Object detection data:
——————————
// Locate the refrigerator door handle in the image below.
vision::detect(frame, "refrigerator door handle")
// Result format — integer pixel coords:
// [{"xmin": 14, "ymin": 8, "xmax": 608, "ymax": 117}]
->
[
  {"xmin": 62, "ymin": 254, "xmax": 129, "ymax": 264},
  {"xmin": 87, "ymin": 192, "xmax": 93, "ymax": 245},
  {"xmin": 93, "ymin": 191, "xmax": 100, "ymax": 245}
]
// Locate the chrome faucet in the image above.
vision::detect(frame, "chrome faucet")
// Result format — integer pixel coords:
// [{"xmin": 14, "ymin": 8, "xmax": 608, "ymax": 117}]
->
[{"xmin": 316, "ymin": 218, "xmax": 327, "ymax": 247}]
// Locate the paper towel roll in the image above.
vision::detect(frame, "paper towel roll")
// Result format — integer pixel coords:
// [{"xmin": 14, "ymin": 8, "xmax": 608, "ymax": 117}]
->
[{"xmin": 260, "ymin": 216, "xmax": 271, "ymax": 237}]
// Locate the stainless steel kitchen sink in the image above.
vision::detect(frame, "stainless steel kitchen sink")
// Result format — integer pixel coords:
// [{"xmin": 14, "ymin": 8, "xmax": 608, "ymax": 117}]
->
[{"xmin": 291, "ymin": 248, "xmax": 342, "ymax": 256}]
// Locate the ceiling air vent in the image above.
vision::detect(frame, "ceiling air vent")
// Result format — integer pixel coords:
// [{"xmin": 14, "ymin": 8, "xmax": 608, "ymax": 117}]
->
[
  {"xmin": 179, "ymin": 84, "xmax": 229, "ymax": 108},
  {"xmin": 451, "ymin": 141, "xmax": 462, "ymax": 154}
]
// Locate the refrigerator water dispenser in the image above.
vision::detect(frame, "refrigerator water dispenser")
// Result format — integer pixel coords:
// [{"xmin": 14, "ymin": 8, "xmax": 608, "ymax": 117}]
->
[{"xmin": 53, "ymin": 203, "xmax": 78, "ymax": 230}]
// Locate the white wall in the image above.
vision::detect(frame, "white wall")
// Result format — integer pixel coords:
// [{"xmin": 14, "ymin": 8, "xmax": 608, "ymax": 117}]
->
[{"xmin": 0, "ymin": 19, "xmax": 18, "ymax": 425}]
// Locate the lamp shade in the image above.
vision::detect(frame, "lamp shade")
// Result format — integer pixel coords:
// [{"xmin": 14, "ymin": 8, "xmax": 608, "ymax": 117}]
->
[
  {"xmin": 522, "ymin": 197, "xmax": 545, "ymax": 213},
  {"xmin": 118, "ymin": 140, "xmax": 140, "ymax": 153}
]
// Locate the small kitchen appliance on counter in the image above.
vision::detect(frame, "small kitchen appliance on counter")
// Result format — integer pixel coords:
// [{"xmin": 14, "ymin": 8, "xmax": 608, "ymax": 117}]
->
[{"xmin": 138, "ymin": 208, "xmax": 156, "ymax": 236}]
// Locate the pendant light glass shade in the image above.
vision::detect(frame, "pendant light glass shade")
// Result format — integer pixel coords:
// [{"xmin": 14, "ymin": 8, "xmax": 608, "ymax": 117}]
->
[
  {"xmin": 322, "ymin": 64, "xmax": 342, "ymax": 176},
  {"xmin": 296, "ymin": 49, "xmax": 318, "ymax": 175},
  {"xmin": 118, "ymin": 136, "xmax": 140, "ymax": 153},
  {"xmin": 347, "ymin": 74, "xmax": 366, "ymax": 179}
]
——————————
> _Exercise objective_:
Rename every "Result format" in the listing above to "Output format", and reproduce the rest of the listing unchanged.

> _Exercise result_:
// Locate the refrigerator door handle in the image below.
vision::detect(frame, "refrigerator door handle")
// Output format — integer pixel coords:
// [{"xmin": 14, "ymin": 8, "xmax": 608, "ymax": 117}]
->
[
  {"xmin": 62, "ymin": 254, "xmax": 129, "ymax": 264},
  {"xmin": 87, "ymin": 192, "xmax": 93, "ymax": 245},
  {"xmin": 93, "ymin": 191, "xmax": 100, "ymax": 245}
]
// Locate the chrome faucet in the image above.
vision::detect(frame, "chrome faucet")
// Output format — integer pixel coords:
// [{"xmin": 14, "ymin": 8, "xmax": 608, "ymax": 117}]
->
[{"xmin": 316, "ymin": 218, "xmax": 327, "ymax": 247}]
// Locate the paper towel roll in the image above.
vision::detect(frame, "paper towel roll")
// Output format — integer pixel coords:
// [{"xmin": 14, "ymin": 8, "xmax": 608, "ymax": 117}]
->
[{"xmin": 260, "ymin": 216, "xmax": 271, "ymax": 237}]
// Locate the stainless steel kitchen sink in the image above.
vision::detect(frame, "stainless steel kitchen sink")
// Output format — integer pixel coords:
// [{"xmin": 14, "ymin": 8, "xmax": 608, "ymax": 117}]
->
[{"xmin": 291, "ymin": 248, "xmax": 342, "ymax": 256}]
// Locate the ceiling air vent in the image above.
vision::detect(frame, "ceiling air vent")
// Output format — integer pixel coords:
// [{"xmin": 14, "ymin": 8, "xmax": 608, "ymax": 117}]
->
[
  {"xmin": 179, "ymin": 84, "xmax": 229, "ymax": 108},
  {"xmin": 451, "ymin": 141, "xmax": 462, "ymax": 154}
]
// Locate the refrigerator water dispenser in the image above.
vision::detect(frame, "refrigerator water dispenser")
// Output format — integer pixel coords:
// [{"xmin": 14, "ymin": 8, "xmax": 608, "ymax": 117}]
->
[{"xmin": 53, "ymin": 203, "xmax": 78, "ymax": 230}]
// Locate the white wall in the image above.
vision::detect(frame, "white wall")
// Output format — integer pixel coords:
// [{"xmin": 14, "ymin": 8, "xmax": 608, "ymax": 117}]
->
[{"xmin": 0, "ymin": 19, "xmax": 18, "ymax": 425}]
// Locate the lamp shade in the image above.
vision::detect(frame, "lamp shade")
// Output format — integer pixel coords:
// [{"xmin": 14, "ymin": 8, "xmax": 608, "ymax": 117}]
->
[
  {"xmin": 522, "ymin": 197, "xmax": 545, "ymax": 213},
  {"xmin": 118, "ymin": 140, "xmax": 140, "ymax": 153}
]
// Locate the small kitchen appliance on counter in the image above.
vision::detect(frame, "small kitchen appliance on counter")
// Output format — integer pixel coords:
// [{"xmin": 14, "ymin": 8, "xmax": 608, "ymax": 117}]
->
[{"xmin": 138, "ymin": 208, "xmax": 156, "ymax": 236}]
// Locate the pendant light glass shade in the image above.
vision::detect(frame, "pendant light glass shade")
// Output format — integer pixel coords:
// [{"xmin": 14, "ymin": 8, "xmax": 608, "ymax": 117}]
->
[
  {"xmin": 322, "ymin": 64, "xmax": 342, "ymax": 176},
  {"xmin": 296, "ymin": 49, "xmax": 318, "ymax": 175},
  {"xmin": 118, "ymin": 136, "xmax": 140, "ymax": 153},
  {"xmin": 347, "ymin": 74, "xmax": 366, "ymax": 179}
]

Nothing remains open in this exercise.